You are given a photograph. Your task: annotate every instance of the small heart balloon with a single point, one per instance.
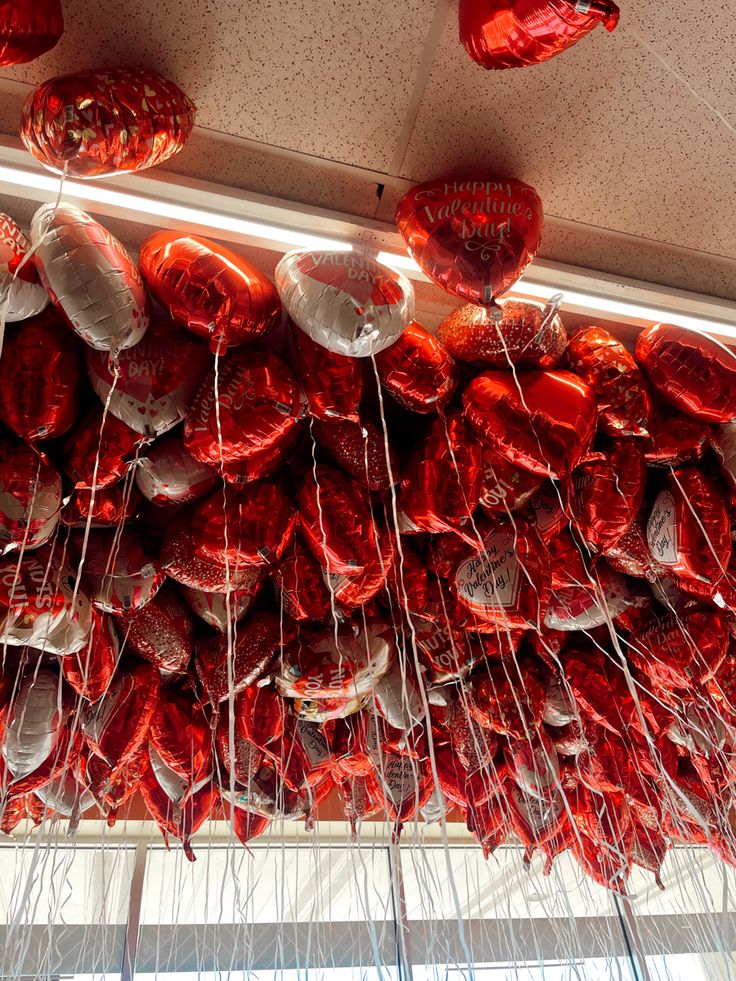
(515, 33)
(150, 386)
(692, 371)
(527, 335)
(245, 405)
(91, 278)
(28, 29)
(417, 370)
(93, 124)
(40, 378)
(21, 294)
(209, 289)
(624, 406)
(348, 303)
(689, 529)
(474, 238)
(543, 421)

**DESCRIPTION OF THE TASK**:
Rewrite the lines above as a Markdown table with the columns "Row" and "Line," one numbered row per line. Skip any blank lines and omit the pictures.

**WRITTEN SOLUTION**:
| Row | Line |
|---|---|
| 1 | You are given a photograph. Your task: annotate every instance of the small heart balloon with a single point, one per instance. |
| 2 | (515, 33) |
| 3 | (150, 386) |
| 4 | (692, 371) |
| 5 | (527, 335) |
| 6 | (245, 405) |
| 7 | (91, 278) |
| 8 | (28, 29) |
| 9 | (417, 370) |
| 10 | (93, 124) |
| 11 | (40, 378) |
| 12 | (21, 294) |
| 13 | (209, 289) |
| 14 | (624, 406) |
| 15 | (348, 303) |
| 16 | (689, 529) |
| 17 | (474, 238) |
| 18 | (543, 421) |